▶ _Istruzione operativa 1_:
Trascrivi fedelmente dal testo estratto il passo che si apre con le parole contenenti "Parlano, parlano, parlano, mentre" e si chiude con "pluralità, la moltitudine.".
▶ _Istruzione operativa 2_:
Riprendi il testo sulla bambina davanti al telegiornale e proseguilo a partire dall'ultima frase riportata.

▶ _Testo estratto_:
-------
Mia figlia ha undici anni, guarda il telegiornale perplessa e poi, con la sua aria tra il dubbioso e il resoluto, esordisce dicendo: “Mamma, ma a che gioco stiamo giocando? Perché ci dicono ogni giorno una cosa diversa?”. In effetti sembrerebbe un gioco e come ogni bel gioco, c’è chi vince e chi perde, o chi alza bandiera bianca e si arrende.
Ma come fai a spiegare ad una bambina che mentre il mondo cade a pezzi, i grandi litigano? Già, i grandi, coloro che ti dicono quello che devi fare, i modelli da seguire, coloro che aspiri ad imitare, “gli adulti”.
Parlano, parlano, parlano, mentre tu cerchi di salvare il salvabile agli occhi di tua figlia. Vorresti riprendere i colori per disegnare quel meraviglioso sole che le illuminava il viso, ma sai che non basterebbe più. Guardando le immagini di questi ultimi giorni al telegiornale, politici contro politici, mentre la gente muore di Covid, di fame, mi sono scese le lacrime, anche io mi sono persa, persa nella tortuosa mente umana.
Ecco, allora, che ti vengono in mente le parole di Papa Francesco: “Il mondo che vorrei”. Potresti spiegarle il mondo da una prospettiva diversa. Dalla prospettiva di chi ama, di chi spera, di chi trasforma l’IO in NOI, superare la logica individualista per raggiungere la pluralità, la moltitudine.
-------
▶ _Record forniti_:
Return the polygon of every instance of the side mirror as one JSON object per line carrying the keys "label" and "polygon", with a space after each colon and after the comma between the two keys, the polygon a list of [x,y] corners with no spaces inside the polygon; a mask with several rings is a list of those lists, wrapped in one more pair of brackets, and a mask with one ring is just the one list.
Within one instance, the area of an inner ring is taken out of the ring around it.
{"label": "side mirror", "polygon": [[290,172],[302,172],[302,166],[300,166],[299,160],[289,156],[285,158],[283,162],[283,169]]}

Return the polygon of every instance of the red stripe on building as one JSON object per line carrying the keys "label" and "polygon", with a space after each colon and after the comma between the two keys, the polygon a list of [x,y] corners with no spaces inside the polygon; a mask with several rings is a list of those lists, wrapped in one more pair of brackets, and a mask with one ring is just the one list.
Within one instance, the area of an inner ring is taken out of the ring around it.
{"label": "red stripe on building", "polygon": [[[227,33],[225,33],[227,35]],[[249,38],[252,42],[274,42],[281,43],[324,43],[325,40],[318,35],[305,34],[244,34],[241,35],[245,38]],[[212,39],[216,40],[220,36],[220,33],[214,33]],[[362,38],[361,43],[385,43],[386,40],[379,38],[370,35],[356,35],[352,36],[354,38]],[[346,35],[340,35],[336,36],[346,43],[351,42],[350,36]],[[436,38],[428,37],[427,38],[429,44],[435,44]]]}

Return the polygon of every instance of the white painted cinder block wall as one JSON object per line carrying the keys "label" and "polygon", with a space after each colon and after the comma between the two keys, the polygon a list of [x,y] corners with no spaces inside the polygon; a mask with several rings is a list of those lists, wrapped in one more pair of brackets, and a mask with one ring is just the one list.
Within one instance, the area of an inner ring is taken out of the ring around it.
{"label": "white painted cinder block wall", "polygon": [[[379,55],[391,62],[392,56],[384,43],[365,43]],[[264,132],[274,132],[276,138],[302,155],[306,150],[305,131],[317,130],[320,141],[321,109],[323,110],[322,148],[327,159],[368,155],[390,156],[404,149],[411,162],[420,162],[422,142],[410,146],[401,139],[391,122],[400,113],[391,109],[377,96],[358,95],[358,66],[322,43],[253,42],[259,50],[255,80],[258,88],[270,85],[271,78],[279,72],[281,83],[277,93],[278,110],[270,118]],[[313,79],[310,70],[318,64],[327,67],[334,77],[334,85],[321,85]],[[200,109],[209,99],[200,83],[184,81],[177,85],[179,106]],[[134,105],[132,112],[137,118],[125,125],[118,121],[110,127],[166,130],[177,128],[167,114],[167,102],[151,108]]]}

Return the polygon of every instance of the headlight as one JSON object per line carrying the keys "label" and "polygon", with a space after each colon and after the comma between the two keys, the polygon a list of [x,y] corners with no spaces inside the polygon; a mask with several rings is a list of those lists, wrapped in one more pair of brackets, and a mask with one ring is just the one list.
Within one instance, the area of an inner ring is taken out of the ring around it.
-------
▶ _Risposta attesa 1_:
Parlano, parlano, parlano, mentre tu cerchi di salvare il salvabile agli occhi di tua figlia. Vorresti riprendere i colori per disegnare quel meraviglioso sole che le illuminava il viso, ma sai che non basterebbe più. Guardando le immagini di questi ultimi giorni al telegiornale, politici contro politici, mentre la gente muore di Covid, di fame, mi sono scese le lacrime, anche io mi sono persa, persa nella tortuosa mente umana.
Ecco, allora, che ti vengono in mente le parole di Papa Francesco: “Il mondo che vorrei”. Potresti spiegarle il mondo da una prospettiva diversa. Dalla prospettiva di chi ama, di chi spera, di chi trasforma l’IO in NOI, superare la logica individualista per raggiungere la pluralità, la moltitudine.

▶ _Risposta attesa 2_:
Sì, possiamo litigare, esprimere il nostro dissenso, la nostra rabbia, solo se sappiamo fermarci, solo se rispettiamo comunque che dall’altro lato c’è sempre qualcuno che ha delle opinioni diverse dalle nostre. Non dovremmo anteporre la nostra logica personale sull’altro, il nostro interesse, altrimenti la lite diventa potere. Il potere non è costruttivo se non sa ascoltare, comunicare, rispettare l’altro.
Durante la prima pandemia, quando hanno chiuso tutto, ho avuto molta paura, non lo nego, ma ciò che mi spingeva di più ad andare avanti, era quell’amore universale che ci univa, quel credo patriottico che mi faceva commuovere. Ho immaginato i nostri nonni quando raccontavano la guerra, la fame, l’essenzialità. Già, quell’essenzialità che a noi mancava, quel ritorno alle origini, alla coscienza. Coltivare l’anima, un’anima che avevamo dimenticato, che io sentivo riecheggiare.
Oggi non nego di sentirmi sola. Se avessimo pensato solo un momento a ciò che realmente quei giorni hanno rappresentato, al grande privilegio che ci era stato donato, mentre altre vite ci lasciavano, oggi saremmo stati tutti diversi. Avremmo una coscienza.
C’era stata data la possibilità di fermarci, per conoscerci. Vedendo quelle immagini, quelle urla, ho capito che tutto quello che avevamo sperato era solo dentro di noi. Quell’inno, quella bandiera che sventolava nei balconi di ogni casa e che annunciava la primavera, era solo un misero sogno?
Coloro che hanno cambiato il mondo forse non hanno avuto bisogno di ostentare nulla, hanno mostrato semplicemente il cambiamento. Ce lo insegna chi è uscito fuori dalle macerie risorto, ce lo insegnano quelle frasi, quegli aforismi che anziché copiarli senza leggerli, dovremmo fare nostri: “Sii il cambiamento che vuoi vedere nell’altro”. Oggi, al Senato, quando è entrata Liliana Segre, si sono alzati tutti, uno scatto, un attimo che crea la differenza, quella differenza che ricordi perché si distingue, il cambiamento.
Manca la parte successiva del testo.